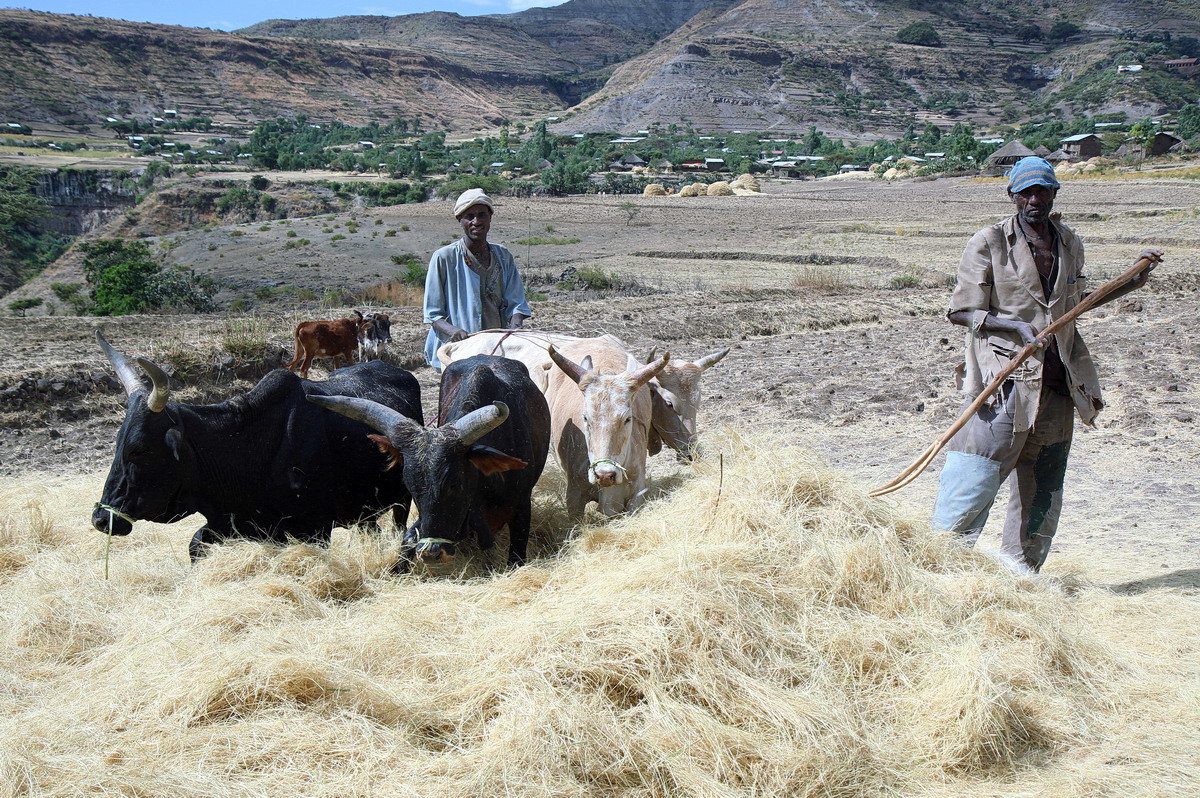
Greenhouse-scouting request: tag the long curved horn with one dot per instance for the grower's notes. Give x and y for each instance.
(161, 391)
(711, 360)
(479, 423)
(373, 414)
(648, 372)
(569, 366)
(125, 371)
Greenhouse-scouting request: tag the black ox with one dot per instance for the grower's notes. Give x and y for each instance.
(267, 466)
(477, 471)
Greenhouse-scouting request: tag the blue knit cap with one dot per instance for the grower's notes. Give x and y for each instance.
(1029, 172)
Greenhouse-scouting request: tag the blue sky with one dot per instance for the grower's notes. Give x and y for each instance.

○ ○ ○ ○ ○

**YOUR GOAL**: Recast every line of the items above as a Markdown table with columns Row and Text. Number the rows, skip blank lines, and omit the pictures.

**PROBLEM SOLUTION**:
| Row | Text |
|---|---|
| 1 | Greenhouse-scouting request: tag the long curved horn with one dot per instance for the grower's notes. Give x and y for each instance. |
| 2 | (161, 391) |
| 3 | (711, 360) |
| 4 | (479, 423) |
| 5 | (373, 414) |
| 6 | (648, 372) |
| 7 | (569, 366) |
| 8 | (125, 371) |
| 9 | Greenhouse-scouting request: tag the black ox with one dot per instance for the grower's notes. Give x and y for each instance. |
| 10 | (267, 466) |
| 11 | (477, 471) |
| 12 | Greenhouse-scouting request: tag the blue knit cap with one dot per instance for the grower's notes. Give x and y for each instance. |
| 13 | (1029, 172) |
| 14 | Greenhouse-scouting request: tag the blue sky with one dot per instance for the grower's notes. Give x and y for each instance. |